**What to produce**
Every record that follows should appear again in your answer, exactly the same.

**Working data**
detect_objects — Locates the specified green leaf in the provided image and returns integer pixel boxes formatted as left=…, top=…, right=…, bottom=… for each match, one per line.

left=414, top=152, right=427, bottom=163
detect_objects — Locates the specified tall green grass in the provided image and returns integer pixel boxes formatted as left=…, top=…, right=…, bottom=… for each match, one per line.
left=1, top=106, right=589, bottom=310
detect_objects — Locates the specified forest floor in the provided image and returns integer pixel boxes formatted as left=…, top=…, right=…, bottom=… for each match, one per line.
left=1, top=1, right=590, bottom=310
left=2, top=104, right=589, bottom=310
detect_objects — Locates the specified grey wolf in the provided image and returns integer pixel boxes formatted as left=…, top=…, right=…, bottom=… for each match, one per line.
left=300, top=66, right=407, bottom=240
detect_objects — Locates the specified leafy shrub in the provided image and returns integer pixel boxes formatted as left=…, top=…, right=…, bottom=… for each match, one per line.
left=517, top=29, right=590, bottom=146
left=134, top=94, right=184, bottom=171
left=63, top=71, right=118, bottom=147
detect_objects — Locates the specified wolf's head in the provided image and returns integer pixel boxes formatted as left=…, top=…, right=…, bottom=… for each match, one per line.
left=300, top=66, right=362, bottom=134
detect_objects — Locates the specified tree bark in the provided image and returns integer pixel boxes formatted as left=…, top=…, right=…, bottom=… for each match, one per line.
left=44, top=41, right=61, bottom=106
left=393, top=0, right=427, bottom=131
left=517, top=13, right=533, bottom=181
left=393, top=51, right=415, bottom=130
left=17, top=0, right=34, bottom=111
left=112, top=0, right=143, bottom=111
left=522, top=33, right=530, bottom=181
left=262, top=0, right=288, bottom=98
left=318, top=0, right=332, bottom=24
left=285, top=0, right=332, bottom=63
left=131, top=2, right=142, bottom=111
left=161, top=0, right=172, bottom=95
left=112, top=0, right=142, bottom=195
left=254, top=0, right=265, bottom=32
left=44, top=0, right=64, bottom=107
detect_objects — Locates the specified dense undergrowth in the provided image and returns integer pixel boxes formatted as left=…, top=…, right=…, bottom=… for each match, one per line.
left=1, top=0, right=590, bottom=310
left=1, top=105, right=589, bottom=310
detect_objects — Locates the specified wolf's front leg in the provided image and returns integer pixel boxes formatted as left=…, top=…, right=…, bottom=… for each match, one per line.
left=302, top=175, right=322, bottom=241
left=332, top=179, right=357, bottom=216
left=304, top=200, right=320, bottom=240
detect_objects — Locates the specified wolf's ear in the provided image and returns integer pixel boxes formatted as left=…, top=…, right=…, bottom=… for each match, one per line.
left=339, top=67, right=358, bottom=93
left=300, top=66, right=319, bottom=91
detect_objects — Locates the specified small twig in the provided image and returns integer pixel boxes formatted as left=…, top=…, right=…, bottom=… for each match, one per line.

**Task answer**
detect_objects — Locates the specified green leaf in the provided image and returns integer pixel boxes formatted as left=…, top=…, right=…, bottom=… for each match, one per line.

left=414, top=152, right=427, bottom=163
detect_objects — Locates the specified tall green grass in the provided image and returns integer pixel boxes formatted as left=…, top=…, right=…, bottom=… for each match, one per line.
left=1, top=106, right=589, bottom=310
detect_objects — Locates the specified forest floor in the provided image and returns integer pixel boxes formatted as left=…, top=…, right=…, bottom=… for each match, one per line.
left=1, top=1, right=590, bottom=310
left=2, top=104, right=589, bottom=310
detect_objects — Locates the specified grey wolf in the provided image and returns integer pixel boxes formatted as left=…, top=…, right=…, bottom=… for each match, one per line.
left=300, top=66, right=407, bottom=240
detect_objects — Locates the specified leafy shrub in the provided image and returns integer pixel boxes formatted as left=…, top=…, right=…, bottom=… for each match, one per line.
left=517, top=29, right=590, bottom=146
left=134, top=94, right=184, bottom=171
left=63, top=71, right=118, bottom=147
detect_objects — Locates the specified wolf's head in the provided image and returns integer pixel boxes formatted as left=…, top=…, right=…, bottom=… for each match, one per line.
left=300, top=66, right=362, bottom=134
detect_objects — Locates the specified tree bark in the provided image and returns integer pixel boxes formatted as left=…, top=…, right=…, bottom=… for each match, one per line.
left=44, top=41, right=61, bottom=106
left=393, top=0, right=427, bottom=131
left=517, top=13, right=533, bottom=181
left=393, top=51, right=415, bottom=130
left=17, top=0, right=34, bottom=111
left=112, top=0, right=143, bottom=111
left=522, top=33, right=530, bottom=181
left=262, top=0, right=288, bottom=98
left=318, top=0, right=332, bottom=24
left=285, top=0, right=332, bottom=63
left=131, top=2, right=142, bottom=111
left=161, top=0, right=172, bottom=95
left=112, top=0, right=142, bottom=195
left=254, top=0, right=265, bottom=32
left=44, top=0, right=64, bottom=107
detect_objects — Locates the specified dense undergrowth in the provided image and returns integer pixel boxes formatted as left=…, top=…, right=…, bottom=… for each match, one per line.
left=1, top=0, right=590, bottom=310
left=1, top=105, right=589, bottom=310
detect_objects — Locates the specified wolf's front leg in the provided image and returns integer pixel boxes formatted as left=…, top=…, right=…, bottom=… for each match, one per line.
left=302, top=175, right=322, bottom=241
left=332, top=179, right=357, bottom=216
left=304, top=200, right=320, bottom=240
detect_objects — Locates the specified wolf's ear in the provided image and returns integer pixel boxes formatted as left=…, top=…, right=…, bottom=… for each match, one per line.
left=339, top=67, right=358, bottom=93
left=300, top=66, right=319, bottom=91
detect_objects — Locates the specified small twig in the provided image and returns integer pixel boxes formatted as left=…, top=…, right=…, bottom=… for each match, one per line.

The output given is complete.